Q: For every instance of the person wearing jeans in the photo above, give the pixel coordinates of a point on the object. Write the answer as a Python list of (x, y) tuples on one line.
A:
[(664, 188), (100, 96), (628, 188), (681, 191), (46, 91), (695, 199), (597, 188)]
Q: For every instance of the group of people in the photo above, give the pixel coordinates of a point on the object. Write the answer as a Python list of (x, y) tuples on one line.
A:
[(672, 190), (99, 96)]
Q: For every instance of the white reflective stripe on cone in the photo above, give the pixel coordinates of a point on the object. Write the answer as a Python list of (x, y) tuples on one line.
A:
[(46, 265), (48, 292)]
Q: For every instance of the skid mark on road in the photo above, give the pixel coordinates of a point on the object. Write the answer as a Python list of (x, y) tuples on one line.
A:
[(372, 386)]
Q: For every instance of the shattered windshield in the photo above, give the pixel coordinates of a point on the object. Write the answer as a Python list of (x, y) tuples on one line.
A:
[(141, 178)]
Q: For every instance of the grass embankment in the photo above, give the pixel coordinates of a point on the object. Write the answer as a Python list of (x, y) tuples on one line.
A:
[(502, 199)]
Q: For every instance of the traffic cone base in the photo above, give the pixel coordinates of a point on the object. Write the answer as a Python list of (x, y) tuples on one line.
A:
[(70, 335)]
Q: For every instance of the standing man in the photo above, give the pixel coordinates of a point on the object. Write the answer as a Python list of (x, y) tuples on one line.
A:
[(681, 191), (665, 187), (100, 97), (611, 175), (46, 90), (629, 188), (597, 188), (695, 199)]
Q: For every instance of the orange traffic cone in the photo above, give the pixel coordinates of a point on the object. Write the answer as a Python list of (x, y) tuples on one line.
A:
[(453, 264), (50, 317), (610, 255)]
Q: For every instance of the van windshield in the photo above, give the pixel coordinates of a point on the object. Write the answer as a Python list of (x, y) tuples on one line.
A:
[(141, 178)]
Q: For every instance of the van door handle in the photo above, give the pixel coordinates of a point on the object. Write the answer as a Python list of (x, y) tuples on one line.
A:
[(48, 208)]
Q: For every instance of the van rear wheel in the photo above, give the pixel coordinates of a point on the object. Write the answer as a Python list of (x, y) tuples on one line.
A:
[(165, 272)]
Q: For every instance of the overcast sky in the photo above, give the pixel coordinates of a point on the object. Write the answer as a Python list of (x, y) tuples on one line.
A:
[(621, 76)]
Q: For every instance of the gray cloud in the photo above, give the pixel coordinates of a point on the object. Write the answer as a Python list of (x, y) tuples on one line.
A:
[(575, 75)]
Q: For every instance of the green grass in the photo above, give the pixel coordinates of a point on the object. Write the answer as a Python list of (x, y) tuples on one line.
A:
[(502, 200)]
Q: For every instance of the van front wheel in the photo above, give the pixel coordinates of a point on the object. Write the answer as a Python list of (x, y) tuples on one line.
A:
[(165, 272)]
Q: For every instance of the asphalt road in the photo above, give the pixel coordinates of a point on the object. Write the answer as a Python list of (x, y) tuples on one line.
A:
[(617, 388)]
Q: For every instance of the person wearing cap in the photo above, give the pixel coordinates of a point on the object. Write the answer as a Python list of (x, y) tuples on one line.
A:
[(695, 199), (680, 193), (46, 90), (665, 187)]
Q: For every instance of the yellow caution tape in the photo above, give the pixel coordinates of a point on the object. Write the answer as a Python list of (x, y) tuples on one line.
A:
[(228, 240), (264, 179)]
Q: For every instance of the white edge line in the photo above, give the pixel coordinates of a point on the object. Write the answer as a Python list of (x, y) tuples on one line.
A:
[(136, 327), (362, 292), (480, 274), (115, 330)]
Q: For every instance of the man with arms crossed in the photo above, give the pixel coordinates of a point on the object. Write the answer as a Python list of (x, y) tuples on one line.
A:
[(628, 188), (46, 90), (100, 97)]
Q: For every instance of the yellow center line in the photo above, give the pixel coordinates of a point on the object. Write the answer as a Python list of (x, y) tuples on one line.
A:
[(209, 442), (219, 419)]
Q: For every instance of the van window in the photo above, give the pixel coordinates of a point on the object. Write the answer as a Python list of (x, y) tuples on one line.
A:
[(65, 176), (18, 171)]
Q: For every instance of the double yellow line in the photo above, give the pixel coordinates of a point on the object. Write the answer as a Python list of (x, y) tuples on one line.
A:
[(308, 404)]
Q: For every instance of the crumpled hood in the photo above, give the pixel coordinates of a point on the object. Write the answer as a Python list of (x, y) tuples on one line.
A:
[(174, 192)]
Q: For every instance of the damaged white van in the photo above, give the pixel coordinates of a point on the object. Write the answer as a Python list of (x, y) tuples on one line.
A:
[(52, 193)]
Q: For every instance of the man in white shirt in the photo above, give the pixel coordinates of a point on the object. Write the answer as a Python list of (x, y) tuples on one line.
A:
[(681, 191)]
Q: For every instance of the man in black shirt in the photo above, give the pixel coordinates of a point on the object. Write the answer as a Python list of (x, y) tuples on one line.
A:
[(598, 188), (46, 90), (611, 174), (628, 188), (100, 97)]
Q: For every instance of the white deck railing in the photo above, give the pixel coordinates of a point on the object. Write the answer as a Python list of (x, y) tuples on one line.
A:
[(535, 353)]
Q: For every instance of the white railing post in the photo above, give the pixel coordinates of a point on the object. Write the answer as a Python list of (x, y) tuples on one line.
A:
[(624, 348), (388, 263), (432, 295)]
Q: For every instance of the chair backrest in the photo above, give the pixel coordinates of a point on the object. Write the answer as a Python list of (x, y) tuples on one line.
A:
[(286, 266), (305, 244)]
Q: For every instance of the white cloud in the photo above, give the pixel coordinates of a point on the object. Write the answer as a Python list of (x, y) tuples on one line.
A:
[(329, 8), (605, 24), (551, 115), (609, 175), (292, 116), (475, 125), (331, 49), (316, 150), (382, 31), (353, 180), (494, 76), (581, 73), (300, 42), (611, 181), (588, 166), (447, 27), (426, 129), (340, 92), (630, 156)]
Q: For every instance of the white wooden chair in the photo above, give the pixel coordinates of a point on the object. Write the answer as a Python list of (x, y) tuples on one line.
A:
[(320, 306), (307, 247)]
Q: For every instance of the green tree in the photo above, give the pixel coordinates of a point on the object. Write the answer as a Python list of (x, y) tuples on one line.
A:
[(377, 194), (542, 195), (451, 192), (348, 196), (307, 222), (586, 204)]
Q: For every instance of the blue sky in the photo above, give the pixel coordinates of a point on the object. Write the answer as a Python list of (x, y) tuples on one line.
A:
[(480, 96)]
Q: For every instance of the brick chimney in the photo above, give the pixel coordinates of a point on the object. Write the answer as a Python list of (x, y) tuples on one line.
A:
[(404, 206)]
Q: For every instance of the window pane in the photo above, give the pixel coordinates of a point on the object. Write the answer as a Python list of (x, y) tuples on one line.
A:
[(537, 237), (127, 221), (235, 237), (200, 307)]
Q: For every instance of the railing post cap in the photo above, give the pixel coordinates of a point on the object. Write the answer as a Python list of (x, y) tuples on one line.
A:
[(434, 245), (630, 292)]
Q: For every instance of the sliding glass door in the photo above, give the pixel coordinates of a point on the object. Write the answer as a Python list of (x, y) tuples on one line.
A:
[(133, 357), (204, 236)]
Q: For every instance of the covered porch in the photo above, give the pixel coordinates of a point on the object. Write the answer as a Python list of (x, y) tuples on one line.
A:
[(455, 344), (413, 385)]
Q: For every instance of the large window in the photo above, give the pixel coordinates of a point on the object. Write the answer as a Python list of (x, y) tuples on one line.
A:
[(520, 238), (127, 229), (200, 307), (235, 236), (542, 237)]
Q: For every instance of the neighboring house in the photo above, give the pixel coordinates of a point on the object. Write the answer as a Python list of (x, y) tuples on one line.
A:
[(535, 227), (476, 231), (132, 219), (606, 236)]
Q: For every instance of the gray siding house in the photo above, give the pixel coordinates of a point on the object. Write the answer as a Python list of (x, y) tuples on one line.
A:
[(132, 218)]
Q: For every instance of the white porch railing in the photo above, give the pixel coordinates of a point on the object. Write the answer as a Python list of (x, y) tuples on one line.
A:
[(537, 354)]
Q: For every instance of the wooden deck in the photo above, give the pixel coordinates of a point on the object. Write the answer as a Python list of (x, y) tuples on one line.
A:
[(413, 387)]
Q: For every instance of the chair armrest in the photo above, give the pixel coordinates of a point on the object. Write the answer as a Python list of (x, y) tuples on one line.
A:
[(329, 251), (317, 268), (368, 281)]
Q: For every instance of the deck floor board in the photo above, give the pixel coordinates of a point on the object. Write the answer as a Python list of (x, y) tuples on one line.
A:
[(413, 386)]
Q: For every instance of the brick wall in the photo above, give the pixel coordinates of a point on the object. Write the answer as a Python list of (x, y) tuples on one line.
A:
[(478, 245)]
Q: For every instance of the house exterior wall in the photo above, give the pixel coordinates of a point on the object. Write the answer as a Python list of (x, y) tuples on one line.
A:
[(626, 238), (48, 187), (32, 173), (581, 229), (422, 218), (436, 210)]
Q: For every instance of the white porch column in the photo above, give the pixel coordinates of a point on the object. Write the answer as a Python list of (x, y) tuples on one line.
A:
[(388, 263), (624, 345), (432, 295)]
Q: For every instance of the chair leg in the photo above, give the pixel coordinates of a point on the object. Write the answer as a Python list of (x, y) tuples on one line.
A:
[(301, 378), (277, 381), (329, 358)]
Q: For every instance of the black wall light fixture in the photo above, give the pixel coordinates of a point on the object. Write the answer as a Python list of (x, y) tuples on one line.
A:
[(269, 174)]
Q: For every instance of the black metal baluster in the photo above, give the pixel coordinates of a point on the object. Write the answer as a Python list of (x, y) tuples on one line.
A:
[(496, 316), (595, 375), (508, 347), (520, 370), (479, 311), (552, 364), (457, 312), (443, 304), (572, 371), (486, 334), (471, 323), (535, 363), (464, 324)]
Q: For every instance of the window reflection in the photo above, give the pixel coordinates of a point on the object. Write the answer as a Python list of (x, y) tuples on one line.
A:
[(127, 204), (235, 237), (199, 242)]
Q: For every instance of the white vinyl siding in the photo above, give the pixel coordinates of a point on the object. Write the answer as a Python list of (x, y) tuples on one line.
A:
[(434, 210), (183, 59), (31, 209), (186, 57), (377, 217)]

==

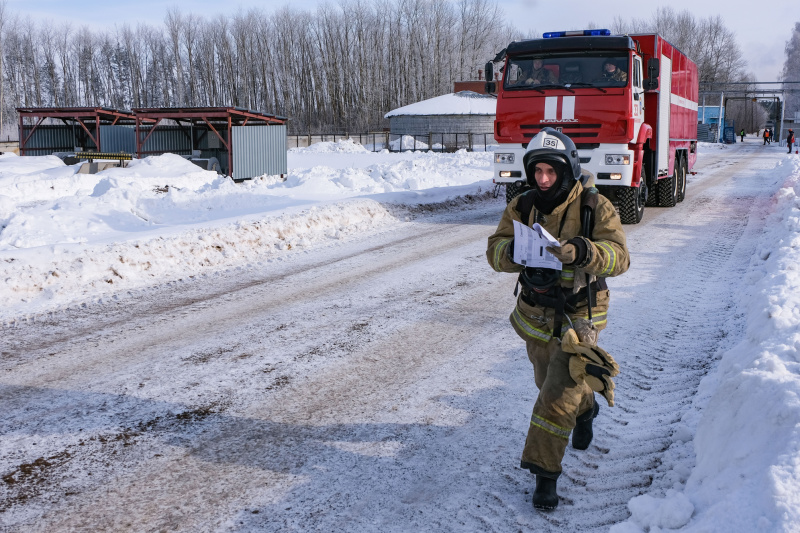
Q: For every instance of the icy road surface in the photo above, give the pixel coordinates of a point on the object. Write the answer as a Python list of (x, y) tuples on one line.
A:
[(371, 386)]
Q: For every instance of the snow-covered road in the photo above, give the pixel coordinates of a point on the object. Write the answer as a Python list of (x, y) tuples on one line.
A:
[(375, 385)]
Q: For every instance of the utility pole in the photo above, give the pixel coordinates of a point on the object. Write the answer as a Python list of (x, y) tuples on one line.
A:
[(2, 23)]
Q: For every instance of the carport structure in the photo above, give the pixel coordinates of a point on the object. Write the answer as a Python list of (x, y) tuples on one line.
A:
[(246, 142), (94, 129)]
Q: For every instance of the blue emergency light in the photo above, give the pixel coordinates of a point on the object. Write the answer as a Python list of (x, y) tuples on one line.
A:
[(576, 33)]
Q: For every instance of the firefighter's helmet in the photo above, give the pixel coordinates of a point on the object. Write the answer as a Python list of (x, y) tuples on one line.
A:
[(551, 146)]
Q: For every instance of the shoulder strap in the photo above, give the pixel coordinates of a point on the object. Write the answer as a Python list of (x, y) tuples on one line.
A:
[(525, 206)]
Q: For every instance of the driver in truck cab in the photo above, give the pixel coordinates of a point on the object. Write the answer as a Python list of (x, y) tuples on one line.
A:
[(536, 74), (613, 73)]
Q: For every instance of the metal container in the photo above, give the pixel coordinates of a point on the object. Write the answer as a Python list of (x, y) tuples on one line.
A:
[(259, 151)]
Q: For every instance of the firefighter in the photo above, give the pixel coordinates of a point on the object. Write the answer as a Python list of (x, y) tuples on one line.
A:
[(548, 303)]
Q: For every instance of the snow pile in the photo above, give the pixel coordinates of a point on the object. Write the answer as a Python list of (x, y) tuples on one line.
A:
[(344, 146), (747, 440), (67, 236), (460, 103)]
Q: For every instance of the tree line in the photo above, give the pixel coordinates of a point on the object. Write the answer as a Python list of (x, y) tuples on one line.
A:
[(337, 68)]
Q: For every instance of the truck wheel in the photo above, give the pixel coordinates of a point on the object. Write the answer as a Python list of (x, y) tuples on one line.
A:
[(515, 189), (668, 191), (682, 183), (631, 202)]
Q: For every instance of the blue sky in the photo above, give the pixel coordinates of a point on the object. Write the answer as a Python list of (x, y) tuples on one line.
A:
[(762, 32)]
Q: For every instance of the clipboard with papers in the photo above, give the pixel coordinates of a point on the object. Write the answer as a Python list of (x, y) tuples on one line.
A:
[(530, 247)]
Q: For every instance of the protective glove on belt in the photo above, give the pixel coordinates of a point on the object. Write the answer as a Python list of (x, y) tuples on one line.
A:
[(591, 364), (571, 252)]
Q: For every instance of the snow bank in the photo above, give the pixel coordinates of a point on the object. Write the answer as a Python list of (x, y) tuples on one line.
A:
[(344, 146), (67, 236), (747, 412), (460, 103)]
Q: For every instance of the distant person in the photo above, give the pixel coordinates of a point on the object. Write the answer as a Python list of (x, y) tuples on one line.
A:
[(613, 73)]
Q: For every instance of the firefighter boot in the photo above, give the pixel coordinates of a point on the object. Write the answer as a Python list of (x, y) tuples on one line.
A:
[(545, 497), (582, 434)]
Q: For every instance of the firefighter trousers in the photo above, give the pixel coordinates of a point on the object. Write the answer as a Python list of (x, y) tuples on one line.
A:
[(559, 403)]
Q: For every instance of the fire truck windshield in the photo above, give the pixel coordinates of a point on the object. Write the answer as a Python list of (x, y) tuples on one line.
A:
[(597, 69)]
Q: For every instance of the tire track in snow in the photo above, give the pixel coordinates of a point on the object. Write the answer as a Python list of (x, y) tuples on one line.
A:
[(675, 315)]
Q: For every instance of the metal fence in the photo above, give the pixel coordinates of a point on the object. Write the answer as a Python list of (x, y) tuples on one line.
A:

...

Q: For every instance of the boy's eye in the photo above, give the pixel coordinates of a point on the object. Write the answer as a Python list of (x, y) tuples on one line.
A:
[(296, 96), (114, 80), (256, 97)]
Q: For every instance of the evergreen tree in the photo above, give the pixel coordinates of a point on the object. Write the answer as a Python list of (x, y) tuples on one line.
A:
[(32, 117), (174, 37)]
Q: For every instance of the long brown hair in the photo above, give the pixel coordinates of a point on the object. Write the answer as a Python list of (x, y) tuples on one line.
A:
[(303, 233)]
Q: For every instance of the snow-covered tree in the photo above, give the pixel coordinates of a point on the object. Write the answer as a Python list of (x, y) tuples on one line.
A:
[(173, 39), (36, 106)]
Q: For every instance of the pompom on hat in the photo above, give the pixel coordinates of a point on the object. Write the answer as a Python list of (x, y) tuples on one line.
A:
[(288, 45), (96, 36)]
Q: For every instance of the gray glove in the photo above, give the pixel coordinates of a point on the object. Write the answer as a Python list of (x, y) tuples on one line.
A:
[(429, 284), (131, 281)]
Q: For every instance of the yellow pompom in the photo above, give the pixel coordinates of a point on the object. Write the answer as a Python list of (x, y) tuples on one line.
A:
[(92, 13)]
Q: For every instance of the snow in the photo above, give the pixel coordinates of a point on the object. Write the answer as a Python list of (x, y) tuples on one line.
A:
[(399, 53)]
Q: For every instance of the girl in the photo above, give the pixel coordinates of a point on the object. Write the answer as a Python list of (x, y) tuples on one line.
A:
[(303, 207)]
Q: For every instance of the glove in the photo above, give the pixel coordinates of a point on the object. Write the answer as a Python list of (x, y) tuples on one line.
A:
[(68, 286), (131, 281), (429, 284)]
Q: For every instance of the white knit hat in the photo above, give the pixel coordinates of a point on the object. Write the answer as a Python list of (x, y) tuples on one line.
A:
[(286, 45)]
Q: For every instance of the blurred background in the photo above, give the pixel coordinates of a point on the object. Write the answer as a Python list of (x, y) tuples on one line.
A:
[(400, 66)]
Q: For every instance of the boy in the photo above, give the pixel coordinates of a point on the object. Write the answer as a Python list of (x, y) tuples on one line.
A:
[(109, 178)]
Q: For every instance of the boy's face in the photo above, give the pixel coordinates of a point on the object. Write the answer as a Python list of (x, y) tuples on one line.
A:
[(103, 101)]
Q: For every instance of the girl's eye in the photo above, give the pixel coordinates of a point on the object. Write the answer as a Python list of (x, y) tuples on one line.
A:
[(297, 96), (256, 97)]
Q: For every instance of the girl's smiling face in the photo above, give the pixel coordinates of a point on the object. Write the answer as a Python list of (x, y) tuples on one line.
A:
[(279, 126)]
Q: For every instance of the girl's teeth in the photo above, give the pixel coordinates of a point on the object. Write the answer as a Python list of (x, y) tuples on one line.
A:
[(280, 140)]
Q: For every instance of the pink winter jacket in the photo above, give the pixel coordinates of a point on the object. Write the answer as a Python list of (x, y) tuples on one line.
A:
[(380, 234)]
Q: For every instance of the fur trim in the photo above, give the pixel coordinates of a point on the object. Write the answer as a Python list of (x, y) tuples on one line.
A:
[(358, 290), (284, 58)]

**THE TASK**
Copy the lines of the material above verbatim, starting at the line that contains "Q: For every instance of the shoulder" and ending at the line that contains "[(525, 206)]", with both of those lines included.

**TASK RESULT**
Q: For every instance of the shoulder strap in the photo above, give the pixel coordinates of a point on the object. Write the answer as a Python list of (x, y) tuples on one line.
A:
[(525, 206)]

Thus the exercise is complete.